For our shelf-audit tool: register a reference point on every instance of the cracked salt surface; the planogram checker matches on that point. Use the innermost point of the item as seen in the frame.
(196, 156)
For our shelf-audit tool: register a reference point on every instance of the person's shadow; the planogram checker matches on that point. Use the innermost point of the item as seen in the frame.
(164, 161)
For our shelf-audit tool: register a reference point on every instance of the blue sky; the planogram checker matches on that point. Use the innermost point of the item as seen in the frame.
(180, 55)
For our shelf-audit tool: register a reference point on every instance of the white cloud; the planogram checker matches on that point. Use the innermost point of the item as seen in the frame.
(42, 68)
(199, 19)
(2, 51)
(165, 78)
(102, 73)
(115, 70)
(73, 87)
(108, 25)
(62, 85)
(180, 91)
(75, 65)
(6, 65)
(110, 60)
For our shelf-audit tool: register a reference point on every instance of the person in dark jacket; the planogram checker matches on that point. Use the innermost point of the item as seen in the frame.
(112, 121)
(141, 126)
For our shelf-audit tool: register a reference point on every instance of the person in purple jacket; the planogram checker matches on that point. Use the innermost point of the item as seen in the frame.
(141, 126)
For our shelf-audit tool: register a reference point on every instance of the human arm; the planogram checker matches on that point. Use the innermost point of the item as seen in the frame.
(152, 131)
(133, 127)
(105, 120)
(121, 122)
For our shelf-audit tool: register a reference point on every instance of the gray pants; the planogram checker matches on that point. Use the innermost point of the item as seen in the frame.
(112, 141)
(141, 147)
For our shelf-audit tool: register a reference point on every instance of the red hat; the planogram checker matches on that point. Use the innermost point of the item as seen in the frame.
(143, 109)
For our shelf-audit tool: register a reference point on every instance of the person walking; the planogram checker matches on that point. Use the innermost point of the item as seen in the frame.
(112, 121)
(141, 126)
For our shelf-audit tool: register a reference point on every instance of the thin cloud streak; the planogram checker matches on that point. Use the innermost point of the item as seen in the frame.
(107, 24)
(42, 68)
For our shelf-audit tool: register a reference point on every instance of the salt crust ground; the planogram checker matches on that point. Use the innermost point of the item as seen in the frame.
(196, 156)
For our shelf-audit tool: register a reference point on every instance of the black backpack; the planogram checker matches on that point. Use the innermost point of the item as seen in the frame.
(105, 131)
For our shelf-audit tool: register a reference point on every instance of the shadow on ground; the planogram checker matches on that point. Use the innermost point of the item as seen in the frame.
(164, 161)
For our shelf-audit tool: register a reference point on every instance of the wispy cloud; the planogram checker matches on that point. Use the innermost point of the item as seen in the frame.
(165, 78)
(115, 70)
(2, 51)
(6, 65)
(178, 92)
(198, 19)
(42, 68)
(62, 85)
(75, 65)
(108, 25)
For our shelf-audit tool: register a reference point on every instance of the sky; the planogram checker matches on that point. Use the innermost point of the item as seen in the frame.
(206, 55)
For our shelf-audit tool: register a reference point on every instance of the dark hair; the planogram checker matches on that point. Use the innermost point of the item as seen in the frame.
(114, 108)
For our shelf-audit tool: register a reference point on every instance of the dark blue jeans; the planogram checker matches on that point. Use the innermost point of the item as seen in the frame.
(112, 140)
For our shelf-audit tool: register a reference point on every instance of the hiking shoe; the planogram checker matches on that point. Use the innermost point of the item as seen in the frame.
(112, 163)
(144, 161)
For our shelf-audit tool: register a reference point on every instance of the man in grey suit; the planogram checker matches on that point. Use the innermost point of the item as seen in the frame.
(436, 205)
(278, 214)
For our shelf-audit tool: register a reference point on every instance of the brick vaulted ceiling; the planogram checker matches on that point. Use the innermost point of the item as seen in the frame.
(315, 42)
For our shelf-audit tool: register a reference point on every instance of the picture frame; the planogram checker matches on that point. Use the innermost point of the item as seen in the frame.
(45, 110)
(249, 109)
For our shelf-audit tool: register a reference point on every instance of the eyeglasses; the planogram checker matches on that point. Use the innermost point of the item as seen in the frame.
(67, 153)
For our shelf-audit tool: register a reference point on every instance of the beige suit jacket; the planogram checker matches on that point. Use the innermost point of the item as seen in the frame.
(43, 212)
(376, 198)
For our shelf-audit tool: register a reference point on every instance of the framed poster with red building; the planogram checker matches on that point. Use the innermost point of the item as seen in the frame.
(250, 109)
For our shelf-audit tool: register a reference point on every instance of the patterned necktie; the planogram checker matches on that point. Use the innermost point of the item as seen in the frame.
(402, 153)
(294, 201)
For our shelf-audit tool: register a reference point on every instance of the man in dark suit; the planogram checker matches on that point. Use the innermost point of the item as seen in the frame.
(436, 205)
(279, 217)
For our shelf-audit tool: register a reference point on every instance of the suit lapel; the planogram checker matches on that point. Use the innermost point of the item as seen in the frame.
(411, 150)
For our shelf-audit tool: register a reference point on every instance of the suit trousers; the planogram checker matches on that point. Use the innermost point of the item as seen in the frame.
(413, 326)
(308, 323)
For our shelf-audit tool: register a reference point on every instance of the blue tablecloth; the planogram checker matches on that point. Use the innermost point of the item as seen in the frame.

■ Short task ■
Write out the material from the first line to the last, exactly.

■ Solution below ■
For our shelf-audit tool: register a reference point on every instance of the cracked salt surface; the planogram checker matches on that point. Use the innermost point of the item as seen in the frame.
(196, 156)
For our shelf-audit tool: register a reference point on every instance of the person's shadow; the planogram checker matches on that point. Use the innermost point of the item as seen in the frame.
(164, 161)
For our shelf-audit tool: register a reference point on every instance of the blue sky; the planogram checker matches on that point. Use the innermost point of the item as seen in the frame.
(180, 55)
For our shelf-audit tool: register a reference point on every instance of the white cloud; the planogram checker matches on that point. Use the innermost point of the item as seen in the frame.
(42, 68)
(199, 19)
(2, 51)
(165, 78)
(102, 73)
(115, 70)
(73, 87)
(108, 25)
(62, 85)
(180, 91)
(75, 65)
(6, 65)
(110, 60)
For our shelf-audit tool: register a reference point on every instance of the person in dark jacket; the planogram checker matches on that point. Use the innermost point of the item as seen in the frame.
(112, 121)
(141, 126)
For our shelf-audit tool: register a reference point on every instance of the person in purple jacket; the planogram checker matches on that point. Use the innermost point of the item as seen in the frame.
(141, 126)
For our shelf-audit tool: register a reference point on every instance of the human arm; the planogram checker matches on that point. Use the innermost point of the item as seen in the frame.
(152, 131)
(133, 127)
(105, 120)
(121, 122)
For our shelf-audit tool: register a reference point on every instance of the gray pants; the planogram checker matches on that point. Use the innermost point of the item as seen in the frame.
(112, 141)
(141, 147)
For our shelf-audit tool: register a reference point on every instance of the red hat; the planogram checker matches on that point. Use the innermost point of the item as seen in the frame.
(143, 109)
For our shelf-audit tool: register a reference point on every instance of the person walking; the planogram checker matches on that point. Use the innermost point of the item as seen in the frame.
(112, 121)
(141, 126)
For our shelf-audit tool: register a reference point on every instance of the thin cloud streak; the planogram checker matches on that point. Use the innermost point of the item as seen in the frame.
(107, 24)
(42, 68)
For our shelf-audit tool: register a reference point on every instance of the salt crust ground; the planogram checker matches on that point. Use the innermost point of the item as seen in the frame.
(196, 156)
For our shelf-audit tool: register a reference point on every instance of the black backpack; the planogram checker matches on that point. Use the innermost point of the item as seen in the frame.
(105, 131)
For our shelf-audit tool: register a reference point on every instance of the shadow on ground; the planogram checker matches on that point. Use the innermost point of the item as seen in the frame.
(164, 161)
For our shelf-audit tool: register a reference point on every instance of the wispy cloud; the planogram checker matches on that point. Use the innermost point of the item as seen in the frame.
(165, 78)
(115, 70)
(2, 51)
(6, 65)
(178, 92)
(198, 19)
(42, 68)
(62, 85)
(75, 65)
(108, 25)
For our shelf-audit tool: register a reference point on every instance of the sky; the planogram checker matches on that point. Use the innermost point of the item as seen in the frame.
(206, 55)
For our shelf-audit tool: register a reference point on every instance of the dark hair; the planogram checker matches on that point. Use the innermost point of the item as seen in the frame.
(114, 108)
For our shelf-audit tool: register a reference point on every instance of the dark blue jeans; the planogram checker matches on that point. Use the innermost point of the item as seen in the frame.
(112, 140)
For our shelf-audit tool: register a reference point on every instance of the hiking shoe; the planogram checker matches on that point. Use the innermost point of the item as seen in the frame.
(112, 163)
(144, 161)
For our shelf-audit tool: register a reference point on every instance of the man in grey suit; the planogram checker matches on that point. Use the innermost point of the item as seen in the frame.
(436, 205)
(278, 214)
For our shelf-audit tool: register a reference point on every instance of the brick vaulted ceiling; the planogram checker matches on that point. Use the innermost point of the item as seen in the frame.
(315, 42)
For our shelf-audit tool: register a reference point on every instance of the picture frame; the planogram checker matches on that point. Use the innermost point of the item as seen in the frame.
(45, 110)
(249, 109)
For our shelf-audit tool: register a reference point on every instance of the eyeglasses; the planogram checker matches on that point. Use the innermost point of the item as seen in the frame.
(67, 153)
For our shelf-audit tool: register a reference point on every instance of the beige suit jacket; the planogram checker matches on that point. Use the innermost point of the item as seen in the frame.
(43, 212)
(376, 198)
For our shelf-audit tool: register a reference point on every instance of the framed poster with red building; the planogram checker matches on that point. Use the innermost point of the item as seen in the frame.
(250, 109)
For our shelf-audit tool: register a reference point on every instance of the patterned necktie; the planogram checker matches on that point. Use the innermost point of the item as seen in the frame.
(402, 153)
(294, 201)
For our shelf-audit tool: register a reference point on every instance of the man in dark suit; the planogram checker matches on that point. Use the innermost point of the item as seen in the frame.
(436, 205)
(279, 217)
For our shelf-audit tool: register a reference point on every instance of the suit lapel; the planogram checker matches on that point. Use the innermost point of the item as seen in the frame.
(411, 150)
For our shelf-audit tool: register a reference point on every instance of the suit trousers; the planogram checker matches on that point. Use the innermost point of the item as seen in the frame.
(413, 326)
(308, 323)
For our shelf-audit tool: register a reference point on every instance of the blue tablecloth; the planogram checker matches on that point. Use the innermost point of the item as seen in the frame.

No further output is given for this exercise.